◆ MATERIAL PROVIDED ◆

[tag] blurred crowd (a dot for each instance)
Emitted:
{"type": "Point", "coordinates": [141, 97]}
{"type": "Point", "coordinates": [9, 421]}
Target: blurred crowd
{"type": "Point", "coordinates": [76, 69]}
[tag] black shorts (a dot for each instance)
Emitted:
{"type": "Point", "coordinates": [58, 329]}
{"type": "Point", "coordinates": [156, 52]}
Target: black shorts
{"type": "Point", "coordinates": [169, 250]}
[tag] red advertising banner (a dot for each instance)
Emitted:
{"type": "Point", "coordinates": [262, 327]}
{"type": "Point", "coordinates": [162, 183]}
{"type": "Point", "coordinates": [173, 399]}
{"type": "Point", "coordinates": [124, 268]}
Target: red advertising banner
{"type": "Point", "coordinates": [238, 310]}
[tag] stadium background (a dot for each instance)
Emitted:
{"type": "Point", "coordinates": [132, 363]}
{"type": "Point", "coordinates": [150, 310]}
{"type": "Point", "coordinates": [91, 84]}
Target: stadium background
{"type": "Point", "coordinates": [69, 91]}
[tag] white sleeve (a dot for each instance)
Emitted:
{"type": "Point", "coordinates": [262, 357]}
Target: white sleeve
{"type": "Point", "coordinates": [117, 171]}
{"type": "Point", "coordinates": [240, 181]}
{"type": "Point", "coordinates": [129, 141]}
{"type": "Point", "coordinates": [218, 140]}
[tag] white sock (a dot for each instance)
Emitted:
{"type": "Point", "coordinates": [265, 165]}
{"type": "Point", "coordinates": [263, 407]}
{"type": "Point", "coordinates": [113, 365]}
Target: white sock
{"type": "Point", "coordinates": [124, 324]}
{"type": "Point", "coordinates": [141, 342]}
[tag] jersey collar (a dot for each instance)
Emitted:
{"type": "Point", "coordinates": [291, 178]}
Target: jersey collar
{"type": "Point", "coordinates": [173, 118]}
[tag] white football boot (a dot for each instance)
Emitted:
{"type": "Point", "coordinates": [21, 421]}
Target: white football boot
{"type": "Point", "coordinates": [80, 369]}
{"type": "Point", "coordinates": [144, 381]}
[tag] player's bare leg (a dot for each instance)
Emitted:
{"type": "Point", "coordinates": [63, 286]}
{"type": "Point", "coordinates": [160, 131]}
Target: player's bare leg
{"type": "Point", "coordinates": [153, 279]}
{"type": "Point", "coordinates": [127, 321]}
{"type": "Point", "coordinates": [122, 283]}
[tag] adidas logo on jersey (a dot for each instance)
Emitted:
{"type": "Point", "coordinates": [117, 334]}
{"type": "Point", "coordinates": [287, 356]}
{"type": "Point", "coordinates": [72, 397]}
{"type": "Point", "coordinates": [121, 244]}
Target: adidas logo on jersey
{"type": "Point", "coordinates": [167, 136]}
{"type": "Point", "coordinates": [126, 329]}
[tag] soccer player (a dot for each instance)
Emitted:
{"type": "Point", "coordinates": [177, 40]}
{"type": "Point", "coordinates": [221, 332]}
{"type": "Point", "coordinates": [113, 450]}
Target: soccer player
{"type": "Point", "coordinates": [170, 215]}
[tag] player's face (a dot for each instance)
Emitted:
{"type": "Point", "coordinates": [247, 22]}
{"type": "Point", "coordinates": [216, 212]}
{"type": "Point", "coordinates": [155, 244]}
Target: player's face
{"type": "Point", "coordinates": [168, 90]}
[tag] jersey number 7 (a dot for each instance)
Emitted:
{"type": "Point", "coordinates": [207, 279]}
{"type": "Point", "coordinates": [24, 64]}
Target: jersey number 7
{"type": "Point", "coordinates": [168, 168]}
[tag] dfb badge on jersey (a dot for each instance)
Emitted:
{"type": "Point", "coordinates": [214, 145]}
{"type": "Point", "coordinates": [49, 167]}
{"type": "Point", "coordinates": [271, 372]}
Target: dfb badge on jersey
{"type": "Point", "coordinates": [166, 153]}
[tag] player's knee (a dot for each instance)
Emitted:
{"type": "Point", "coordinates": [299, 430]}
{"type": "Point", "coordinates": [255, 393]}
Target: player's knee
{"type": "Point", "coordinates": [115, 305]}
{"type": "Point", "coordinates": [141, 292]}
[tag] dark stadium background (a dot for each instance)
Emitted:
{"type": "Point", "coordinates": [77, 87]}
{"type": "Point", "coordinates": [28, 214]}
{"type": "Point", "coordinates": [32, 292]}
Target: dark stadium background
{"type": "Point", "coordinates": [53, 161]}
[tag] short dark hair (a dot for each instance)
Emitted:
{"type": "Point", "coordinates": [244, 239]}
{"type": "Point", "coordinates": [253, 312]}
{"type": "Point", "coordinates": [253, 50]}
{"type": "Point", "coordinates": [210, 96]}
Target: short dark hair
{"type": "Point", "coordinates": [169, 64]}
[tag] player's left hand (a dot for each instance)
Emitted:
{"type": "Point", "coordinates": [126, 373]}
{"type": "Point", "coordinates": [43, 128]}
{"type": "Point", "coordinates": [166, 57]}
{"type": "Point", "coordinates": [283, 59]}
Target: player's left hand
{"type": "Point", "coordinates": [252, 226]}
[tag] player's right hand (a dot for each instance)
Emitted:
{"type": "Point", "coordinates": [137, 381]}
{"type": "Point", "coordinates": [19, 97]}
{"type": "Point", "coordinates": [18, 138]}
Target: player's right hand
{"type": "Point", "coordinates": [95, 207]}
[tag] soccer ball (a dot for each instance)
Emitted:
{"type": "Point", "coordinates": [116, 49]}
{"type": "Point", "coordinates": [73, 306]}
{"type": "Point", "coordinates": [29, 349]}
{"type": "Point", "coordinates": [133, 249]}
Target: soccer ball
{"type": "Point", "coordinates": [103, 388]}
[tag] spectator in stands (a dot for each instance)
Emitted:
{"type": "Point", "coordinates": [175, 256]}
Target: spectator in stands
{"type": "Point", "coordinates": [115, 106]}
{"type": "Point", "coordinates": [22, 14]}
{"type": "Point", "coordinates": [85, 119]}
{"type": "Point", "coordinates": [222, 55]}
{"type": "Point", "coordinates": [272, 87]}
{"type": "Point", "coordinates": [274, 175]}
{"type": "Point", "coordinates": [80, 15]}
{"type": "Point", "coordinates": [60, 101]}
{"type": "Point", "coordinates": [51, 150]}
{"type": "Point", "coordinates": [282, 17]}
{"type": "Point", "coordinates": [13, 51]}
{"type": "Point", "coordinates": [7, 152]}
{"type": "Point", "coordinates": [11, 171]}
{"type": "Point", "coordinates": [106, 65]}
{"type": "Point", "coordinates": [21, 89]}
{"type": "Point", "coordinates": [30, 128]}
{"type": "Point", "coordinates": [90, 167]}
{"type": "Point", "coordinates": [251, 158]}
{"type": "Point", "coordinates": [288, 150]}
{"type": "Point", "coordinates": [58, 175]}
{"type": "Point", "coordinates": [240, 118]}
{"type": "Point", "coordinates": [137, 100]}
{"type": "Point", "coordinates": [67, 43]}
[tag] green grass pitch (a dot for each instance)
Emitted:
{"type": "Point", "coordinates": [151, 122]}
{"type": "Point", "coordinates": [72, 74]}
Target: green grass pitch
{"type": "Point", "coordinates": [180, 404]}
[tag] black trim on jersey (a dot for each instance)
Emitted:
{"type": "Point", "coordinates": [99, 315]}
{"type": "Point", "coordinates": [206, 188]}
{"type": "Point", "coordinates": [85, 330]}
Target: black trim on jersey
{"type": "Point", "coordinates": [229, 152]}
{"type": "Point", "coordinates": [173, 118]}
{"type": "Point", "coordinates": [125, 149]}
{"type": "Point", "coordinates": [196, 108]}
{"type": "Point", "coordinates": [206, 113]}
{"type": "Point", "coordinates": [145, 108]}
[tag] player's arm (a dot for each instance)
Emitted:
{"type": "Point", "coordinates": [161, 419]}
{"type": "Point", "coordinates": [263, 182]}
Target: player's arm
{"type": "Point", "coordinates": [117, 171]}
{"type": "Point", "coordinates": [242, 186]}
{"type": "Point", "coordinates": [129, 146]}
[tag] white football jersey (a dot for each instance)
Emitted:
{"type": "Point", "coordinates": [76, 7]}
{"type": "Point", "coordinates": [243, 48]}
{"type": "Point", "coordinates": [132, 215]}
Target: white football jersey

◆ PROBLEM DESCRIPTION ◆
Nothing outside the span should appear: transcribe the lines from the one containing "[tag] green grass" through the last line of the records.

◆ RIGHT ANSWER ◆
[tag] green grass pitch (a dot for each instance)
Emitted:
{"type": "Point", "coordinates": [151, 122]}
{"type": "Point", "coordinates": [72, 74]}
Target: green grass pitch
{"type": "Point", "coordinates": [180, 404]}
[tag] black trim on jersey (a dot for each instance)
Emitted:
{"type": "Point", "coordinates": [99, 315]}
{"type": "Point", "coordinates": [206, 188]}
{"type": "Point", "coordinates": [85, 330]}
Target: black trim on jersey
{"type": "Point", "coordinates": [229, 152]}
{"type": "Point", "coordinates": [173, 118]}
{"type": "Point", "coordinates": [125, 149]}
{"type": "Point", "coordinates": [196, 108]}
{"type": "Point", "coordinates": [206, 113]}
{"type": "Point", "coordinates": [145, 108]}
[tag] player's arm (a dot for each instance)
Emitted:
{"type": "Point", "coordinates": [161, 419]}
{"type": "Point", "coordinates": [263, 182]}
Target: player's arm
{"type": "Point", "coordinates": [117, 171]}
{"type": "Point", "coordinates": [242, 186]}
{"type": "Point", "coordinates": [129, 146]}
[tag] white football jersey (a dot for each instance)
Emitted:
{"type": "Point", "coordinates": [76, 7]}
{"type": "Point", "coordinates": [243, 48]}
{"type": "Point", "coordinates": [132, 215]}
Target: white football jersey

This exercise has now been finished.